* _Required work_: Each line below should be written out again without any change.
+ + + +
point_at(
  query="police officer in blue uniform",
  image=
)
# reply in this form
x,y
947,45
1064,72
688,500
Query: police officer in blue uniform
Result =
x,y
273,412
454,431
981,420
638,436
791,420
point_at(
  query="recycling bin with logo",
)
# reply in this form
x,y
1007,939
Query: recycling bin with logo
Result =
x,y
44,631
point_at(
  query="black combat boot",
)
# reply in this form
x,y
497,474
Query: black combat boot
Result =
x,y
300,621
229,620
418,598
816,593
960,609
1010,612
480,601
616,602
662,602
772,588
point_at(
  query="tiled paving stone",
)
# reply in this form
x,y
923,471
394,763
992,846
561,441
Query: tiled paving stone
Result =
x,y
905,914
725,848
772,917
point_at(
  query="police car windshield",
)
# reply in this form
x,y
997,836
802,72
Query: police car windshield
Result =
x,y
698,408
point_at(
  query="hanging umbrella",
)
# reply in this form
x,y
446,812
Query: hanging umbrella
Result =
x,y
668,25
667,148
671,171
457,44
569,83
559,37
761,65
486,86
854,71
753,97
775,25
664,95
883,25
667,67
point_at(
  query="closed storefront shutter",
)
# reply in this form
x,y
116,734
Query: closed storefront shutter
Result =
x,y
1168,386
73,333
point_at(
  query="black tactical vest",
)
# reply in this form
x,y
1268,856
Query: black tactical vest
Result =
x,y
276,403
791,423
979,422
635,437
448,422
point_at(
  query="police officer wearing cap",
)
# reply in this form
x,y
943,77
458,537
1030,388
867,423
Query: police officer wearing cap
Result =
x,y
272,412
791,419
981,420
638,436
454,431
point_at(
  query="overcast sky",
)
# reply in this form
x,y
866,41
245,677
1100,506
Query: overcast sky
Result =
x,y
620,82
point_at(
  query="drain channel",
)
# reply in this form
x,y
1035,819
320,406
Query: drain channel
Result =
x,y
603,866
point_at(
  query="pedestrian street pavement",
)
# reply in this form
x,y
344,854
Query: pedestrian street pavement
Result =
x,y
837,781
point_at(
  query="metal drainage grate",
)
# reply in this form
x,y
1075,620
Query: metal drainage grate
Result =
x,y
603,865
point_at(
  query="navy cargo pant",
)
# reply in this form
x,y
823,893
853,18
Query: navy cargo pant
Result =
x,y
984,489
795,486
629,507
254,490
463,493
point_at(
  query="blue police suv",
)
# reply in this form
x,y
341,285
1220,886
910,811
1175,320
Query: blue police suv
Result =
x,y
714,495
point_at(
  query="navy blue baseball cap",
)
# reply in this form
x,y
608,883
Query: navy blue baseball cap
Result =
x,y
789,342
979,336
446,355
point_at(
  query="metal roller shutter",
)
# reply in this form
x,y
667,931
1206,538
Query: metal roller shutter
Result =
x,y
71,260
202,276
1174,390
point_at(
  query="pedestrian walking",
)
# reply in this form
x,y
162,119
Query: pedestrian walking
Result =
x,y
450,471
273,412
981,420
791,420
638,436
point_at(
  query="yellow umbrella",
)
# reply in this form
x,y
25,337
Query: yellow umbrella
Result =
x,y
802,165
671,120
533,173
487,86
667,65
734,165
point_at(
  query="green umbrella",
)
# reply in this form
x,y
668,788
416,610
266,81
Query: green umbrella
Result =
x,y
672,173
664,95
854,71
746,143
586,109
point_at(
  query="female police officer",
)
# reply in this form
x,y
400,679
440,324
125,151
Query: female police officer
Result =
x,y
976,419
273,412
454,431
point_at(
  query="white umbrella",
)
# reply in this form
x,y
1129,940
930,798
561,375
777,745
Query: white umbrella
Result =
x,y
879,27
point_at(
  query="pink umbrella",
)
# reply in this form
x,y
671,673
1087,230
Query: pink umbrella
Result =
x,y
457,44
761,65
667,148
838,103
+ + + +
* _Written solution_:
point_at(
  query="police officer in blue uniform",
  image=
)
# reply in this form
x,y
947,45
1064,72
688,500
Query: police officer in blue uniform
Result =
x,y
273,412
454,431
981,420
638,436
791,420
point_at(
  query="recycling bin with logo",
)
# reply in this form
x,y
1007,939
Query: recycling bin with logo
Result =
x,y
44,631
point_at(
  query="black combat boot",
)
# reply in this form
x,y
497,474
Query: black combat boot
Result =
x,y
300,621
229,620
418,598
816,593
960,609
1010,612
480,601
616,602
662,602
772,588
point_at(
  query="tiled paving stone",
)
# reply in this form
x,y
923,471
394,763
992,846
561,441
Query: tiled paving stone
Result =
x,y
905,914
725,848
772,917
point_at(
  query="police car windshield",
)
# reply in this form
x,y
997,836
802,72
Query: police car windshield
Result =
x,y
698,408
point_at(
  query="hanging umbrella",
)
# reply in this form
x,y
446,812
Query: hanging umbrella
Result =
x,y
668,25
667,148
671,171
457,44
569,83
559,37
761,65
486,86
854,71
753,97
775,25
664,95
883,25
667,67
point_at(
  query="closed storefront shutter",
)
# reply in this form
x,y
116,734
Query: closed storefront shutter
Result =
x,y
1168,386
73,333
point_at(
  query="black tactical vest",
)
# reply in this form
x,y
1268,856
Query: black tactical vest
Result =
x,y
276,403
791,423
979,422
635,437
448,422
point_at(
  query="police officer wearing cap",
)
# reply in this form
x,y
943,77
458,537
1030,388
867,423
Query: police officer wearing cap
Result =
x,y
272,412
791,419
981,420
638,436
454,431
point_at(
  query="overcast sky",
)
# reply in this form
x,y
866,41
245,677
1100,506
Query: overcast sky
Result =
x,y
620,82
point_at(
  query="drain channel",
)
# reply in this form
x,y
1035,819
320,406
Query: drain channel
Result =
x,y
603,866
point_at(
  query="pedestrian street pavement",
)
# reply in this form
x,y
344,854
Query: pedestrian street pavement
Result =
x,y
837,781
point_at(
  query="metal drainage grate",
)
# reply in this form
x,y
1075,620
Query: metal drainage grate
Result =
x,y
603,865
point_at(
  query="navy cargo pant",
)
# reply in this form
x,y
823,893
853,18
Query: navy cargo pant
Result =
x,y
984,489
795,486
629,507
254,490
463,493
point_at(
  query="blue police suv",
)
# reply in this form
x,y
341,285
1220,886
910,811
1175,320
Query: blue police suv
Result =
x,y
714,495
point_at(
  query="navy blue baseball cap",
)
# reply in this form
x,y
608,883
Query: navy blue baseball cap
Result =
x,y
789,342
979,336
446,355
point_at(
  query="metal roller shutter",
)
# reply in this form
x,y
667,931
1206,538
Query: metal roller shutter
Result =
x,y
71,260
202,276
1174,390
point_at(
  query="pedestrian walking",
)
# reply in this form
x,y
162,119
Query: pedestrian walking
Result =
x,y
450,471
273,412
981,420
791,420
638,436
point_at(
  query="yellow umbrella",
)
# reply in this form
x,y
25,337
Query: yellow umbrella
Result =
x,y
802,165
671,120
533,173
487,86
667,65
734,165
point_at(
  query="green umbrella",
)
# reply in this form
x,y
668,788
416,610
266,81
Query: green umbrella
Result =
x,y
672,173
664,95
854,71
746,143
586,109
point_at(
  query="female police officer",
)
# reply in this form
x,y
400,679
440,324
125,151
Query: female police officer
Result =
x,y
976,419
273,412
454,431
point_at(
  query="white umbrella",
)
# reply in this form
x,y
1129,940
930,798
561,375
777,745
Query: white umbrella
Result =
x,y
879,27
point_at(
  query="pink umbrella",
)
# reply in this form
x,y
671,673
1087,230
Query: pink umbrella
Result =
x,y
457,44
761,65
667,148
838,103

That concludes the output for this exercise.